*TEXT UNDER STUDY:*
══════

Soldiers explain how World Cup fever takes hold
July 10, 2014
FORT SILL, Okla. -- The world's most popular sporting event kicked off last month in Brazil and runs until this weekend, with the final match scheduled for July 13.
The Fédération Internationale de Football Association's (FIFA) World Cup is a soccer tournament featuring 32 teams representing nations from around the world.
Like the Olympics, the World Cup only occurs every four years following a two-year qualification process, but like goals in a challenging match, the rarity only makes the occurrence more exciting.
The first World Cup was held in Uruguay in 1930, and has increased in popularity with every tournament, and in the United States this is particularly true since the games were held in the United States in 1994.
With every installment of the world's most popular sporting event, World Cup Fever grows more powerful and epidemic in the United States, especially since the perennial underdog "Yanks" (the U.S. Men's National Team) continues to improve in play quality and competitiveness.
Soccer superfan and the Typhoid Mary of World Cup Fever due to her exuberance, Spc. Jessica Ingalls, Headquarters and Headquarters Company, 168th Brigade Support Battalion described the World Cup's appeal.

══════

*EXERCISE SET:*
a – According to the World Cup article, where and in what year was the first World Cup held?
b – Decide whether each statement agrees with the World Cup article, and support each yes or no with the article's own words: (i) The final match is scheduled for July 13. (ii) The tournament features 24 teams. (iii) The World Cup takes place every four years.
c – Pick up the World Cup article after its final sentence and carry it forward.
The entries that follow have no connection to the World Cup article.

*RECORDS SHOWN:*
══════

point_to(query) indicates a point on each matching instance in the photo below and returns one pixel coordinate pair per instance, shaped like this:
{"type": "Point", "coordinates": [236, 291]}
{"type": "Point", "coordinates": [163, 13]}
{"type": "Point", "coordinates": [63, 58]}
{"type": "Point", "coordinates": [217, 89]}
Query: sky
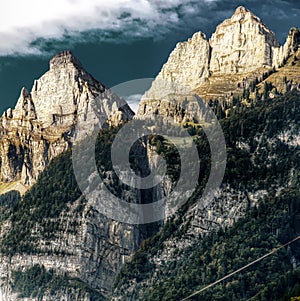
{"type": "Point", "coordinates": [116, 40]}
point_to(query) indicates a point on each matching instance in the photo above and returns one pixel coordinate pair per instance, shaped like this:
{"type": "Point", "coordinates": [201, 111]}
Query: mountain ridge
{"type": "Point", "coordinates": [41, 125]}
{"type": "Point", "coordinates": [241, 49]}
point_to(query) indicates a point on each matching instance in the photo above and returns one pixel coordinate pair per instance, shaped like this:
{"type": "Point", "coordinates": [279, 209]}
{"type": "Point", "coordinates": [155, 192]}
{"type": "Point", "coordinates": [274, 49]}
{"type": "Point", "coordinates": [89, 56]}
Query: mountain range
{"type": "Point", "coordinates": [55, 244]}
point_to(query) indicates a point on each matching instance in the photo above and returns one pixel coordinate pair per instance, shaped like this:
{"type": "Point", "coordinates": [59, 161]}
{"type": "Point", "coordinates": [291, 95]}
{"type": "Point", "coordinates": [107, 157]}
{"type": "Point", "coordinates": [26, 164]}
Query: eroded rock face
{"type": "Point", "coordinates": [186, 68]}
{"type": "Point", "coordinates": [241, 44]}
{"type": "Point", "coordinates": [241, 49]}
{"type": "Point", "coordinates": [42, 125]}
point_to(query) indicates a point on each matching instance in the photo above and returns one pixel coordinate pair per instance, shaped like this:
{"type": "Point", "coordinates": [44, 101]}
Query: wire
{"type": "Point", "coordinates": [241, 269]}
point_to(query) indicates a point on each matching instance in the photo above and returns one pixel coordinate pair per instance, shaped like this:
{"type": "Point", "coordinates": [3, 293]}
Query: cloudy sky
{"type": "Point", "coordinates": [116, 40]}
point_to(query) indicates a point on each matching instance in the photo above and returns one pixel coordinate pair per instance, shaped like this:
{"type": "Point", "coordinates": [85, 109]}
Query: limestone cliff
{"type": "Point", "coordinates": [241, 49]}
{"type": "Point", "coordinates": [42, 124]}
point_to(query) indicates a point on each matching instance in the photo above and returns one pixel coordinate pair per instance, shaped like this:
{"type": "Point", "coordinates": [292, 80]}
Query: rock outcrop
{"type": "Point", "coordinates": [42, 125]}
{"type": "Point", "coordinates": [241, 49]}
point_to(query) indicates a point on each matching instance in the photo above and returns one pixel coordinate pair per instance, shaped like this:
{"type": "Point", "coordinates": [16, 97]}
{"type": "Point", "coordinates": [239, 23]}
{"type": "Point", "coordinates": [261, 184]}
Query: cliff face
{"type": "Point", "coordinates": [241, 49]}
{"type": "Point", "coordinates": [42, 124]}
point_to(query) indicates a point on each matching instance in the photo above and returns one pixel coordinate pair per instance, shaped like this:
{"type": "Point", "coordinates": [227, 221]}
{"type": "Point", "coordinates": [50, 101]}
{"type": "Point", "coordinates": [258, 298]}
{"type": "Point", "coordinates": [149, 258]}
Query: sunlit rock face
{"type": "Point", "coordinates": [241, 49]}
{"type": "Point", "coordinates": [43, 123]}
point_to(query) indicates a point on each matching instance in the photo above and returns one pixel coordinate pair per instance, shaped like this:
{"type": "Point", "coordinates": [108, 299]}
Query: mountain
{"type": "Point", "coordinates": [56, 243]}
{"type": "Point", "coordinates": [42, 124]}
{"type": "Point", "coordinates": [240, 50]}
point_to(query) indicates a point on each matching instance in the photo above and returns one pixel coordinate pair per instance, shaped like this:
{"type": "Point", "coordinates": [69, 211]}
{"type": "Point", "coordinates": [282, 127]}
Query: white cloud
{"type": "Point", "coordinates": [24, 22]}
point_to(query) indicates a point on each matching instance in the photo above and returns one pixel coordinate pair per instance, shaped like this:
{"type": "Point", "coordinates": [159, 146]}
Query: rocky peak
{"type": "Point", "coordinates": [241, 49]}
{"type": "Point", "coordinates": [241, 12]}
{"type": "Point", "coordinates": [242, 44]}
{"type": "Point", "coordinates": [64, 58]}
{"type": "Point", "coordinates": [43, 123]}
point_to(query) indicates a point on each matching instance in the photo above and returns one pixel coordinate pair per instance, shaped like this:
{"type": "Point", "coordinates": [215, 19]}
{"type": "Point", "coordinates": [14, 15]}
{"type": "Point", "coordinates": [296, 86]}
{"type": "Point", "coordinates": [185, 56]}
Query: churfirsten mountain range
{"type": "Point", "coordinates": [56, 245]}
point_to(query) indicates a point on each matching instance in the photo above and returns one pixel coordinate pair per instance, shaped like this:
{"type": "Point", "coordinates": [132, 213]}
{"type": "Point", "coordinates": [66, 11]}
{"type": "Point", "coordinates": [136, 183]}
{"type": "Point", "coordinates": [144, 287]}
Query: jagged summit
{"type": "Point", "coordinates": [241, 49]}
{"type": "Point", "coordinates": [43, 121]}
{"type": "Point", "coordinates": [241, 10]}
{"type": "Point", "coordinates": [64, 58]}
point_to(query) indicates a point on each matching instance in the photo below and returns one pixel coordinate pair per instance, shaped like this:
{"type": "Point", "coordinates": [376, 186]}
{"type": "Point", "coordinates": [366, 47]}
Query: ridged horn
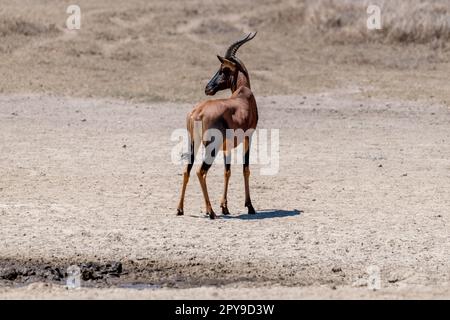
{"type": "Point", "coordinates": [236, 45]}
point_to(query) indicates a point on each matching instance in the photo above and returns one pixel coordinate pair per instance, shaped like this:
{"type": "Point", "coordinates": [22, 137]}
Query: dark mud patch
{"type": "Point", "coordinates": [156, 273]}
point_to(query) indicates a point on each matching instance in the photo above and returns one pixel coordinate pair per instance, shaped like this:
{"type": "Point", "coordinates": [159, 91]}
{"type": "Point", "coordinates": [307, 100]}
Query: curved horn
{"type": "Point", "coordinates": [235, 46]}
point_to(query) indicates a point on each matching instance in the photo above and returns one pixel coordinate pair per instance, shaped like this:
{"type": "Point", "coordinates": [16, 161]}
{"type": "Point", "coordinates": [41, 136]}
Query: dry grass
{"type": "Point", "coordinates": [165, 49]}
{"type": "Point", "coordinates": [415, 21]}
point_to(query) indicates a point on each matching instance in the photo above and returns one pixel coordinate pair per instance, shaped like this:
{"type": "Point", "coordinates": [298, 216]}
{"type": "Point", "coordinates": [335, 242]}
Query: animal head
{"type": "Point", "coordinates": [230, 65]}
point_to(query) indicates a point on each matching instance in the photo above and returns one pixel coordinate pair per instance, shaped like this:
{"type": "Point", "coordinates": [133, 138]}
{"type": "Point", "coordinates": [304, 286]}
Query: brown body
{"type": "Point", "coordinates": [237, 112]}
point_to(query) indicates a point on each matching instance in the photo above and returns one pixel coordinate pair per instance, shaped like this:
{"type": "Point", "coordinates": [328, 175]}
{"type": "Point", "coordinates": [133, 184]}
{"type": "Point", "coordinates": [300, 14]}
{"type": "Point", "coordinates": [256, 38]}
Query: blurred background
{"type": "Point", "coordinates": [163, 50]}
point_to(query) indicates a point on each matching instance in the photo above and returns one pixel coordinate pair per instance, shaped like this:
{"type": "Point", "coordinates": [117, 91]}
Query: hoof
{"type": "Point", "coordinates": [225, 211]}
{"type": "Point", "coordinates": [212, 215]}
{"type": "Point", "coordinates": [251, 210]}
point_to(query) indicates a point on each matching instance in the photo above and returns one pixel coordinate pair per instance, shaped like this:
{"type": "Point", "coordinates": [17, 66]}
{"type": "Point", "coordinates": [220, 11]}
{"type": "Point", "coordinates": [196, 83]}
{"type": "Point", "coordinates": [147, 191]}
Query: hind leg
{"type": "Point", "coordinates": [201, 173]}
{"type": "Point", "coordinates": [246, 172]}
{"type": "Point", "coordinates": [227, 174]}
{"type": "Point", "coordinates": [186, 174]}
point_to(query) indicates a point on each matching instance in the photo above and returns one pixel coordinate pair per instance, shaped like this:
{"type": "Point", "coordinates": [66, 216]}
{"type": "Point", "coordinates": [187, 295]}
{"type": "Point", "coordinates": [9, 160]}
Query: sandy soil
{"type": "Point", "coordinates": [360, 184]}
{"type": "Point", "coordinates": [86, 178]}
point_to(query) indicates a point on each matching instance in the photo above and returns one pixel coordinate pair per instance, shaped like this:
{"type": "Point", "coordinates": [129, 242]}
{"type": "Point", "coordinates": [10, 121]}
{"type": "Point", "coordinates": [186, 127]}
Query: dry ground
{"type": "Point", "coordinates": [85, 171]}
{"type": "Point", "coordinates": [360, 184]}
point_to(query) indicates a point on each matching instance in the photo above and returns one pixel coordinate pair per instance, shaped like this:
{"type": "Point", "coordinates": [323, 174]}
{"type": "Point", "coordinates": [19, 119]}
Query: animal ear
{"type": "Point", "coordinates": [221, 59]}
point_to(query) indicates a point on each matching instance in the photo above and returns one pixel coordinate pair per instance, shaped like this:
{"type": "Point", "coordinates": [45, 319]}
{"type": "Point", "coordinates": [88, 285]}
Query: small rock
{"type": "Point", "coordinates": [336, 269]}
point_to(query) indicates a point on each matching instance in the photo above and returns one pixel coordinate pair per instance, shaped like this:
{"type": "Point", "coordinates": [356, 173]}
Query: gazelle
{"type": "Point", "coordinates": [237, 112]}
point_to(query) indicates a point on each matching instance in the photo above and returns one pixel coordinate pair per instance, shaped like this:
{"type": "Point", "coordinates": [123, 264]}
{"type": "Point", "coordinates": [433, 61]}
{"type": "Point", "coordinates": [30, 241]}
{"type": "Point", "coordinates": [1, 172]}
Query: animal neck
{"type": "Point", "coordinates": [242, 79]}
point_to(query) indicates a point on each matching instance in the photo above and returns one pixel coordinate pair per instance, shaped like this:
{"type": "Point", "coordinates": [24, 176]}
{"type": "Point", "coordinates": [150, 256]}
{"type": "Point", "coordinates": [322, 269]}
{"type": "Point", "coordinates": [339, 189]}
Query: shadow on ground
{"type": "Point", "coordinates": [266, 214]}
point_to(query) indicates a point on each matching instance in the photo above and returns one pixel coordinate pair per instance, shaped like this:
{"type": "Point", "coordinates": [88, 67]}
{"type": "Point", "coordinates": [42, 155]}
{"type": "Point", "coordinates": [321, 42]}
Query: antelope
{"type": "Point", "coordinates": [237, 112]}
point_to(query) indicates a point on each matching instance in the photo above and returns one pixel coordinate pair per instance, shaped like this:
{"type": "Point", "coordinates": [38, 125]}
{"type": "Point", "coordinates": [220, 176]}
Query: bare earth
{"type": "Point", "coordinates": [361, 183]}
{"type": "Point", "coordinates": [86, 119]}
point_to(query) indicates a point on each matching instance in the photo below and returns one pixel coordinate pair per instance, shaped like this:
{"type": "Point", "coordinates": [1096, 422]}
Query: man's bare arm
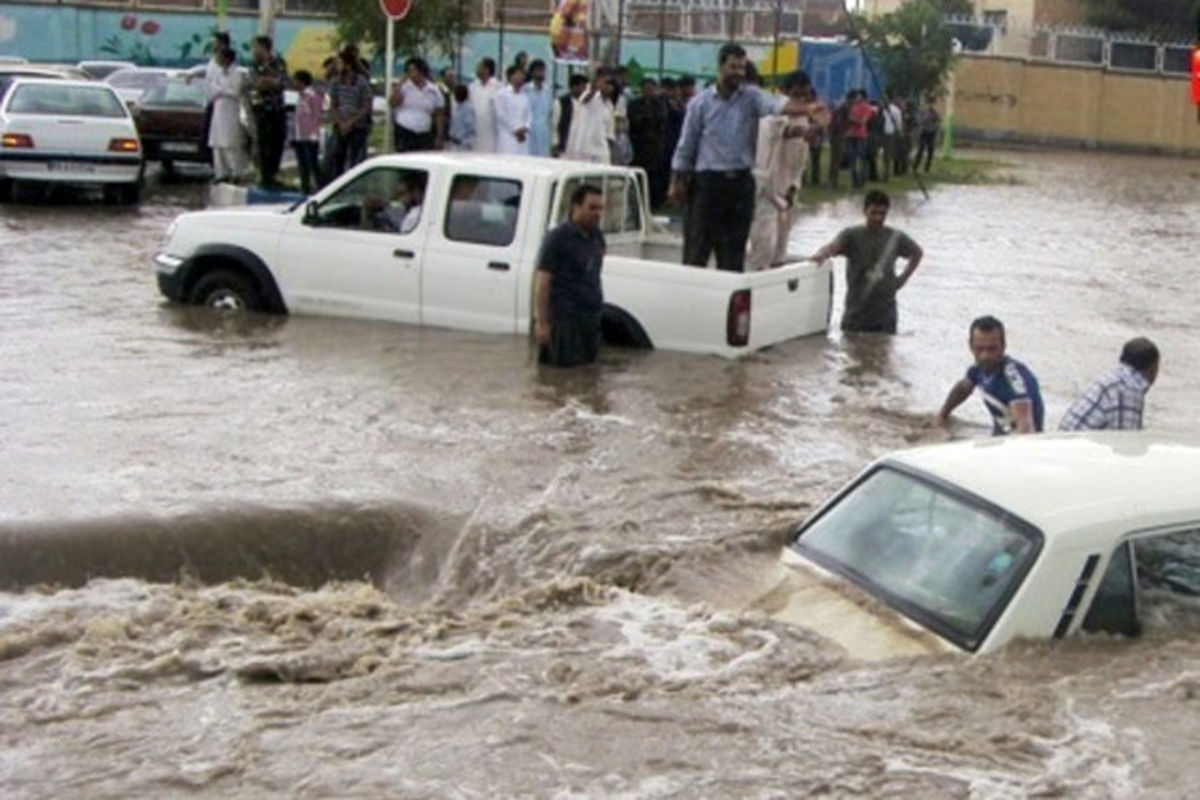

══════

*ANSWERS BY ITEM:*
a – In Uruguay, in 1930.

b –
(i) Yes: "with the final match scheduled for July 13."
(ii) No: "a soccer tournament featuring 32 teams."
(iii) Yes: "the World Cup only occurs every four years."

c –
"Soccer is by far the most popular sport on Earth, and the World Cup is its premiere event, boasting almost a billion TV viewers worldwide," said Ingalls.
"It is the perfect sporting event because it is a chance to see people come together as a country and countries come together as a single world in a friendly competition that allows national pride to guide fandom."
Unfortunately, Team U.S.A. found itself knocked out of the tournament in the Round of 16 for the second tournament in a row with a 2-1 loss to Belgium in which American goalkeeper Tim Howard set a record with 15 saves.
Though the disappointing loss broke the hearts of a nation, American fans can sleep well knowing that their team did far better than expected, advancing from what was known as the "Group of Death" over soccer powerhouses Ghana and Portugal.
"Next time," sighed Ingalls after the loss. "They did a great job for what they had. We don't have the most talented team individually, but they know how to work together to do more than anyone could reasonably expect. Every year I see an improvement, so the 2018 World Cup in Russia can be our chance to really do something."
To soccer haters, World Cup Fever really is a disease, an infection that destroys American exceptionalism and erodes worker productivity like it has done in Europe and South America in past years.
Experts have used numerous pieces of data to estimate the loss of work hours due to World Cup viewership. The June 26 U.S.A. versus Germany match was the most watched soccer match in American history, topping the record set by the United States versus Portugal match from four days before.
The Germany match's popularity was aided by a convenient lunch time slot, but is still believed to have cut American worker productivity by 11 percent.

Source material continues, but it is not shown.